Exercise prompt: Emit the line that holds "Return one point per instance of the rider's hand." and all lines following it through the end of the data, verbatim, and nothing else.

Material supplied:
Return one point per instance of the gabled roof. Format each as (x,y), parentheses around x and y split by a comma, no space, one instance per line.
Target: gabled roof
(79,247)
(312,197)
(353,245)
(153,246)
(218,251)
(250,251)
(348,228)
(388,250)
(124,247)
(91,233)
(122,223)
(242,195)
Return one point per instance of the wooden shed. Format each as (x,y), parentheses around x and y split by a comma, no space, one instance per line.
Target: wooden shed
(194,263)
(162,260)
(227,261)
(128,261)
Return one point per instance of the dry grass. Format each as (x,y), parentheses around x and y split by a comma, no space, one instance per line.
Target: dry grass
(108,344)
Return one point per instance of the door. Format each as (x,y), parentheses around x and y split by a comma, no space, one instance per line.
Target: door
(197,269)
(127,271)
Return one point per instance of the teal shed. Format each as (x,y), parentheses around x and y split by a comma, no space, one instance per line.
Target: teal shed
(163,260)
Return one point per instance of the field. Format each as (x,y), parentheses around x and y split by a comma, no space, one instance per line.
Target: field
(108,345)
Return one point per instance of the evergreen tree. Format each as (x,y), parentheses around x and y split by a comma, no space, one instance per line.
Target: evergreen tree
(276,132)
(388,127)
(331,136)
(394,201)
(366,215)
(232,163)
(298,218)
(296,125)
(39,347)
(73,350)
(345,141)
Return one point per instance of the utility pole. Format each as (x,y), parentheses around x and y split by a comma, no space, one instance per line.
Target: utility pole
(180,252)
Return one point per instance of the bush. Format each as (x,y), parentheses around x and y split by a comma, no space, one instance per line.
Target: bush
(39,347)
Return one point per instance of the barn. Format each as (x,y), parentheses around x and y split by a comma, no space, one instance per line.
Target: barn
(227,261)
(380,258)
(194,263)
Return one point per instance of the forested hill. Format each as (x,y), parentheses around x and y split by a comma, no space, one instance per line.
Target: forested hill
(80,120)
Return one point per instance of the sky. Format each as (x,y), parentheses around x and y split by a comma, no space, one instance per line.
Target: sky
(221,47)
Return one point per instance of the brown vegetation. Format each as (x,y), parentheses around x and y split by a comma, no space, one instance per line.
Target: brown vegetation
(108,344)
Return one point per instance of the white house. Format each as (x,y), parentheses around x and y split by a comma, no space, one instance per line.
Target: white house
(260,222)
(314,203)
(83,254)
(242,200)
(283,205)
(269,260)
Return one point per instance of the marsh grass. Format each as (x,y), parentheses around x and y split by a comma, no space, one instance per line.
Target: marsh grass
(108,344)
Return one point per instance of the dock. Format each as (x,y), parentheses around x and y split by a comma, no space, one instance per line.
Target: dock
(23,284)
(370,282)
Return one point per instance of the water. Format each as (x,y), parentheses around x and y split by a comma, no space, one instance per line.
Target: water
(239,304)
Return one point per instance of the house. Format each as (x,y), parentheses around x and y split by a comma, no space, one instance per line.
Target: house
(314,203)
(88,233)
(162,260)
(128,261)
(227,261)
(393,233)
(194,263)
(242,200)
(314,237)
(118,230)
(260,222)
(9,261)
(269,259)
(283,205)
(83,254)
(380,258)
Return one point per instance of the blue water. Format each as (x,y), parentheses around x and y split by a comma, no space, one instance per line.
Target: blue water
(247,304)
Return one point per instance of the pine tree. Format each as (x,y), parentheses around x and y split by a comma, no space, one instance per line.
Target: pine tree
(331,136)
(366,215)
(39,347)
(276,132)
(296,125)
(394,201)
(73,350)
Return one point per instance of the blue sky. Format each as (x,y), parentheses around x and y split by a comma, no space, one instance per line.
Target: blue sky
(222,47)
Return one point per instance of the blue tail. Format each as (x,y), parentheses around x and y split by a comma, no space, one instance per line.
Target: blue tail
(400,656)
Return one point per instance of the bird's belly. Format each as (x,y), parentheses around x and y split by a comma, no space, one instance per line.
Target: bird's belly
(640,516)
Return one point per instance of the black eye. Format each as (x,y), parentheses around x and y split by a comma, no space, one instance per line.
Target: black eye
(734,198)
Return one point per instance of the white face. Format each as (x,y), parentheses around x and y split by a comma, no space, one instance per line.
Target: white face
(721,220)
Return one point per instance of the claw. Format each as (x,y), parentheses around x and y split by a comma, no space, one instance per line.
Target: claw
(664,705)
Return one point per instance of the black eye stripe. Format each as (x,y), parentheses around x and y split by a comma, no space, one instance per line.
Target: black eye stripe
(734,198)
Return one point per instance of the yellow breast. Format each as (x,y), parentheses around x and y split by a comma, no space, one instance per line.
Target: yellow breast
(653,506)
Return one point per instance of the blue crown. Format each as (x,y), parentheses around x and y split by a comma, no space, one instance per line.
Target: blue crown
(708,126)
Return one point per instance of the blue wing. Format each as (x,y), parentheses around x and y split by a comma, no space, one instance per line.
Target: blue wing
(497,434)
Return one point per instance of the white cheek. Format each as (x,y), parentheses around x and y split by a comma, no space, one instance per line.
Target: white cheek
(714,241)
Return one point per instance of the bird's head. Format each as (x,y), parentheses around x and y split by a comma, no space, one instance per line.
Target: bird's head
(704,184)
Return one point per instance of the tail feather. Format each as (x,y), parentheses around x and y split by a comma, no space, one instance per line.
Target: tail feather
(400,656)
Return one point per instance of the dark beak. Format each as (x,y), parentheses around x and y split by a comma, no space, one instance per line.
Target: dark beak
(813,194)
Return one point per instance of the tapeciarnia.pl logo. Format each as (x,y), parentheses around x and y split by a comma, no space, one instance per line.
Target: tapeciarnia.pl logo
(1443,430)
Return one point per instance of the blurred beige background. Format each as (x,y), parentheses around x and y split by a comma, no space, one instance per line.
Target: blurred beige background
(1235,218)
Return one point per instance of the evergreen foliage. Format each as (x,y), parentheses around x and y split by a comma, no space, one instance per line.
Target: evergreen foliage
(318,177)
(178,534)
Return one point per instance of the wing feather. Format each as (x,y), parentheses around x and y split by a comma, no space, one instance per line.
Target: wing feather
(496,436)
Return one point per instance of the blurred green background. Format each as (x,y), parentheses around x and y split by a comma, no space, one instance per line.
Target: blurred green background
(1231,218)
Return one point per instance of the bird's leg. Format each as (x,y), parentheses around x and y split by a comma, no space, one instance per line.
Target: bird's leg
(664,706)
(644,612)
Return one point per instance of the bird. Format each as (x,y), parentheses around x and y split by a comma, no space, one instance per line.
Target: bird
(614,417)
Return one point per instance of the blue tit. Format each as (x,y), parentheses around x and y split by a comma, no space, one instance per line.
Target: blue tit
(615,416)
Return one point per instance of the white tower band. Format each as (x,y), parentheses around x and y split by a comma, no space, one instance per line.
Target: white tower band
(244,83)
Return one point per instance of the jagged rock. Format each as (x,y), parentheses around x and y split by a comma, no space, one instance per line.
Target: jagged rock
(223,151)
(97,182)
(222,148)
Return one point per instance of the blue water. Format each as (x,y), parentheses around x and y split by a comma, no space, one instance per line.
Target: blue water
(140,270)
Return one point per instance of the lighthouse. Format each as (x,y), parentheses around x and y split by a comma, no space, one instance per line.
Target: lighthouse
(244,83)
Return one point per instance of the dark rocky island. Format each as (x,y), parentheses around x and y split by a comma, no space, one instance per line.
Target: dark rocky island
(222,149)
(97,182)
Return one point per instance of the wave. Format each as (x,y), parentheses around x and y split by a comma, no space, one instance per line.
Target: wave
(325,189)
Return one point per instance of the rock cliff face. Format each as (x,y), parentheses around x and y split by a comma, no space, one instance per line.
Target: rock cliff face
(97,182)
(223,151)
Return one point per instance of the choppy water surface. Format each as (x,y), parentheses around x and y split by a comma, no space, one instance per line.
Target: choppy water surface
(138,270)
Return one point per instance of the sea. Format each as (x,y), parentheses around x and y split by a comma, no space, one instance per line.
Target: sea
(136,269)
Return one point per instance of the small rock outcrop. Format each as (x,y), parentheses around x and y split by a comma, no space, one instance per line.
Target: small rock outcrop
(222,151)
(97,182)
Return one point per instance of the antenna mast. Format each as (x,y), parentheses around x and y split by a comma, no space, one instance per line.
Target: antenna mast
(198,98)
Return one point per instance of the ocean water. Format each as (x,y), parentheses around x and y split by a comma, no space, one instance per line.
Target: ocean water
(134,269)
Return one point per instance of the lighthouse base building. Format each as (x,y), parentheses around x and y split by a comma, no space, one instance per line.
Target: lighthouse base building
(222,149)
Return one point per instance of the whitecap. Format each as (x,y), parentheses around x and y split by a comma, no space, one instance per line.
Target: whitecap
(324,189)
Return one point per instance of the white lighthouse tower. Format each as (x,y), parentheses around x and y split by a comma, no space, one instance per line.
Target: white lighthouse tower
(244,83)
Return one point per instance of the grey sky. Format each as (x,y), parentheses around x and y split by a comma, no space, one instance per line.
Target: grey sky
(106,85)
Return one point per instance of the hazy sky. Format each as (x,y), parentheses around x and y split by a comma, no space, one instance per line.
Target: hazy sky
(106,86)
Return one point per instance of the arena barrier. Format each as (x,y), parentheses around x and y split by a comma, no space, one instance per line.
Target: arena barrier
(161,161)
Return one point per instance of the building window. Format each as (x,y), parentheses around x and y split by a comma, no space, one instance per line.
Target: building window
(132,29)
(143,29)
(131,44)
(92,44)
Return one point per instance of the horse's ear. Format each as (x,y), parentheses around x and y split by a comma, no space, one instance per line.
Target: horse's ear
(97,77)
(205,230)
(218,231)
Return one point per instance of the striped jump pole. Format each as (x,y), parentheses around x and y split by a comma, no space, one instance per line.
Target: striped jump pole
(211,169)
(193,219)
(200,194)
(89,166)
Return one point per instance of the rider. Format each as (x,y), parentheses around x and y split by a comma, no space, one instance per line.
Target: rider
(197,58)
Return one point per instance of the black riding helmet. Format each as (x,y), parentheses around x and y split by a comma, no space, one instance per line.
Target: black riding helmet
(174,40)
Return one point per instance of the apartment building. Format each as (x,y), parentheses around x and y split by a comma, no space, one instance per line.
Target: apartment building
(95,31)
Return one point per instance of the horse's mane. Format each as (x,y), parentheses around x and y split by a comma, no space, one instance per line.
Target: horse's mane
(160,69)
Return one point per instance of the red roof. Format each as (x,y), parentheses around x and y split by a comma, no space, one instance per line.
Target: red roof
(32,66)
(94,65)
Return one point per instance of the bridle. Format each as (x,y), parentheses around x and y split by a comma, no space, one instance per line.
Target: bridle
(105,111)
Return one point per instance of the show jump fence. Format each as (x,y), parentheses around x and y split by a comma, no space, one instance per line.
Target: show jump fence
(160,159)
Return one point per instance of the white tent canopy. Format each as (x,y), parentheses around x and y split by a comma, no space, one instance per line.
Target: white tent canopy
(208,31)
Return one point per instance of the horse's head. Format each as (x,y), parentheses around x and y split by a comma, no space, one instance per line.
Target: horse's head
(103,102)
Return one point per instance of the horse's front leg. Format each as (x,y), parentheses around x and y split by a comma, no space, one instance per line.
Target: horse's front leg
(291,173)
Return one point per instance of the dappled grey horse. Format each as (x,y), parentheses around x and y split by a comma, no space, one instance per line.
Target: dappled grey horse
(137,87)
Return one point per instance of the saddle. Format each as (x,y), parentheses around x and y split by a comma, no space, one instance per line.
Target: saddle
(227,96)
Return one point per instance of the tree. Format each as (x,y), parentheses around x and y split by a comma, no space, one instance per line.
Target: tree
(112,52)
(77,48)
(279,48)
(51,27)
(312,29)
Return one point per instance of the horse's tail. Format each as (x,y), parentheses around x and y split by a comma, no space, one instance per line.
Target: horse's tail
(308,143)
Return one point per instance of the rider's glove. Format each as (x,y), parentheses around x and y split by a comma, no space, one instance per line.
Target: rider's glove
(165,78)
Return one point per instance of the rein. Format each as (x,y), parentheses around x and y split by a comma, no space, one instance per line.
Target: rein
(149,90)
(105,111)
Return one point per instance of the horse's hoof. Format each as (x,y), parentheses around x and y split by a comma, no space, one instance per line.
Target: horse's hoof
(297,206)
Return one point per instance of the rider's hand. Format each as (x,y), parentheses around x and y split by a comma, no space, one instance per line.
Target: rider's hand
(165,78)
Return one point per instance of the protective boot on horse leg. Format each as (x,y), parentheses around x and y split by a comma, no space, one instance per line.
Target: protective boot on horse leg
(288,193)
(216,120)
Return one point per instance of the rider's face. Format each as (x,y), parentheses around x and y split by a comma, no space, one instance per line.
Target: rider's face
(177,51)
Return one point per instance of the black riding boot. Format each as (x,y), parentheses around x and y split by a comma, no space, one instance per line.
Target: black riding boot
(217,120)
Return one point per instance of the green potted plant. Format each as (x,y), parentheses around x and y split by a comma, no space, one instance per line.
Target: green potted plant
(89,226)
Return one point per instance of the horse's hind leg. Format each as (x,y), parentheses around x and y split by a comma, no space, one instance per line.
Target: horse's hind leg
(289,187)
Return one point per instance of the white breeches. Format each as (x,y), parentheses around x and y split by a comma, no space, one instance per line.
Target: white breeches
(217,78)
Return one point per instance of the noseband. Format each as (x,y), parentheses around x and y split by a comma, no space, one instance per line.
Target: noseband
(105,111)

Result:
Return one point per instance of the rider's hand. Format each as (x,y), parentheses around x and y split by a comma, no space, one instance per line.
Target: rider's hand
(165,78)
Return one point per instance of the protective boot on horse leg. Format each as (x,y), parentheses around x and y split by a comma, no space, one instance per line.
Target: protective boot on horse leg
(288,193)
(216,120)
Return one point per instance of the rider's face. Format each as (x,y), parentheses around x and y split by a comma, no space, one instance per line.
Target: rider's face
(177,51)
Return one point per instance of the black riding boot. Format each as (x,y), parentheses around x and y split by a comma, no space, one instance per line.
Target: black riding boot
(217,120)
Return one point per instance of the green potted plant. Format each as (x,y), parentheses around x and y split by a comma, no space, one instance per line.
Target: green potted plant
(89,226)
Return one point per instance of the horse's hind leg. Format each as (x,y), parentheses around x and y split by a comma, no space, one instance per line.
Target: horse's hind leg
(289,187)
Return one point per instance of the white breeches. Format each as (x,y), parentheses around x and y split by a comma, no space, one instance per line.
Target: white breeches
(217,78)
Return one point per instance of the noseband. Format each as (x,y), parentheses around x and y split by a comma, no space, one instance per line.
Target: noseband
(105,111)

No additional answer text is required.